Gib alle folgenden Datensätze Zeile für Zeile wortgetreu wieder und lass die Bilder dabei weg.

Einträge mit Koordinatenannotationen
# # # # #

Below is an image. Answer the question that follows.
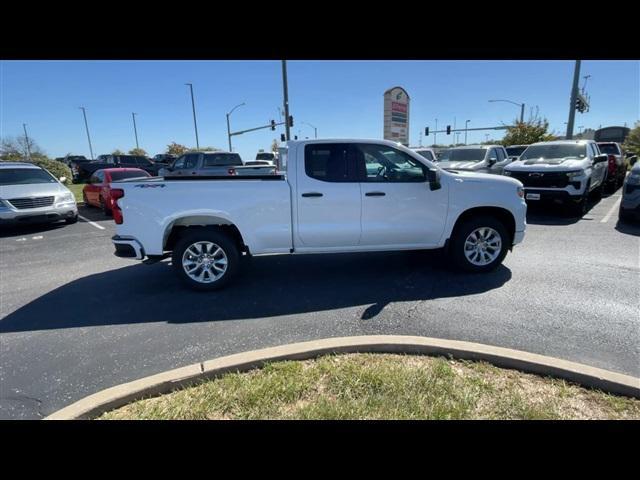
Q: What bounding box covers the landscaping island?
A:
[99,353,640,420]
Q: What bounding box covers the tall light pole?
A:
[566,60,580,140]
[227,102,246,152]
[489,100,524,123]
[185,83,200,150]
[79,107,93,160]
[22,123,31,161]
[282,60,291,141]
[300,122,318,138]
[433,118,438,147]
[131,112,140,150]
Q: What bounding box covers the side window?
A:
[304,143,358,182]
[183,153,199,168]
[355,144,427,183]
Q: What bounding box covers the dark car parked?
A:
[73,155,161,182]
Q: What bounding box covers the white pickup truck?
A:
[111,139,527,290]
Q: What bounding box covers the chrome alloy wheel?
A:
[464,227,502,267]
[182,241,227,283]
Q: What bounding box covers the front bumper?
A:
[0,202,78,225]
[111,235,145,260]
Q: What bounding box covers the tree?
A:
[500,118,555,147]
[623,122,640,156]
[0,136,46,161]
[167,142,189,157]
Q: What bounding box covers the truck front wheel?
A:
[450,216,510,272]
[172,229,240,290]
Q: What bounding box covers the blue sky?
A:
[0,60,640,159]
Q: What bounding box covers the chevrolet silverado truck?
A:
[503,140,608,217]
[111,140,527,290]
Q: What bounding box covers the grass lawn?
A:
[100,354,640,419]
[65,183,85,203]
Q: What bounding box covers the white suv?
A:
[504,140,608,216]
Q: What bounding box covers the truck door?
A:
[354,143,448,248]
[295,143,361,249]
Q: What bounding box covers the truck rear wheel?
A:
[450,216,510,272]
[172,228,240,290]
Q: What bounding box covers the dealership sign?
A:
[384,87,409,146]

# # # # #

→ **Lösung**:
Below is an image. Answer the question that follows.
Q: What bounding box covers the landscaping island?
A:
[99,353,640,420]
Q: What bounding box covers the tall light pole?
A:
[566,60,580,140]
[227,102,246,152]
[489,100,524,123]
[185,83,200,150]
[79,107,93,160]
[22,123,31,161]
[282,60,291,141]
[300,122,318,138]
[433,118,438,147]
[131,112,140,150]
Q: What bounding box covers the side window?
A:
[304,143,358,182]
[183,153,199,168]
[355,144,427,183]
Q: What bounding box covers the dark car parked?
A:
[73,155,161,182]
Q: What bounding box covers the white pickup truck?
A:
[111,139,527,290]
Q: What bounding box covers the chrome alloy wheel?
A:
[464,227,502,267]
[182,241,227,283]
Q: What bounding box covers the front bumper?
A:
[0,202,78,225]
[111,235,145,260]
Q: What bounding box covers the tree?
A:
[500,118,555,147]
[623,122,640,156]
[0,136,46,161]
[167,142,189,157]
Q: What bounding box covers the truck front wheel?
A:
[450,216,510,272]
[172,229,240,290]
Q: What bounding box covers the blue sky?
A:
[0,60,640,159]
Q: What bounding box covers the chevrolet silverado truck?
A:
[503,140,608,217]
[111,140,527,290]
Q: What bounding box covers the grass lawn?
A:
[100,354,640,419]
[65,183,85,203]
Q: What bounding box covers the white suv?
A:
[504,140,608,216]
Q: What bounding box covers the truck door?
A:
[354,143,448,248]
[295,143,361,249]
Q: What bounding box covers the truck rear wheel?
A:
[450,216,510,272]
[172,228,240,290]
Q: What bounding box covers the dealership sign?
A:
[384,87,409,146]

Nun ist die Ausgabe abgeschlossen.